QUOTED PASSAGE:
⁂

Problems with Stare Decisis

The principle of stare decisis aims for legal stability by stating that future decisions can be predicted based on older decisions held by higher courts within the same jurisdiction within the same factual configuration.

The statement above is very ambitious. To understand it better, let’s assume that highest court in New York State decides that environmental nuisances are grounds to grant an injunction to stop the nuisance. Then, according to the principle of stare decisis, when a plaintiff brings a complaint against a cement factory’s owner because the cement pollution causes plaintiff to suffer partial eviction from its property adjacent to the cement factory, that plaintiff has a high expectation that under New York law defendant’s factory will be closed, unless the pollution can be averted. But law is not science and law depends on various factors, among them a judge’s understanding of each factor involved in the case.

⁂

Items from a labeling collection
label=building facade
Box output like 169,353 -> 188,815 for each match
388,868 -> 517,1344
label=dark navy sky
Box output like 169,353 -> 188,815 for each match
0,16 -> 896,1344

⁂

THE TASKS:
a) Answer these questions from the text on stare decisis:
(i) What does the principle of stare decisis aim for?
(ii) In the hypothetical, which court decides that environmental nuisances are grounds to grant an injunction?
(iii) What does the cement pollution cause the plaintiff to suffer?
b) Extend the text on stare decisis with one further paragraph that picks up after its final sentence, "But law is not science and law depends on various factors, among them a judge’s understanding of each factor involved in the case."
The entries stand apart from the text on stare decisis.

ANSWERS TO THE EXERCISE:
a)
(i) Legal stability.
(ii) The highest court in New York State.
(iii) Partial eviction from its property adjacent to the cement factory.

b)
In other words, this principle is not set in stone. In fact there are quite a few problems with making it work, because (a) it is as hard to identifying the binding rule, as (b) it is to identify factually similar cases. Furthermore, even identified, rules are a matter of interpretation. So, in fact the principle of stare decisis becomes a principle of preserving a legal system more than perpetuating a specific rule for a specific set of facts.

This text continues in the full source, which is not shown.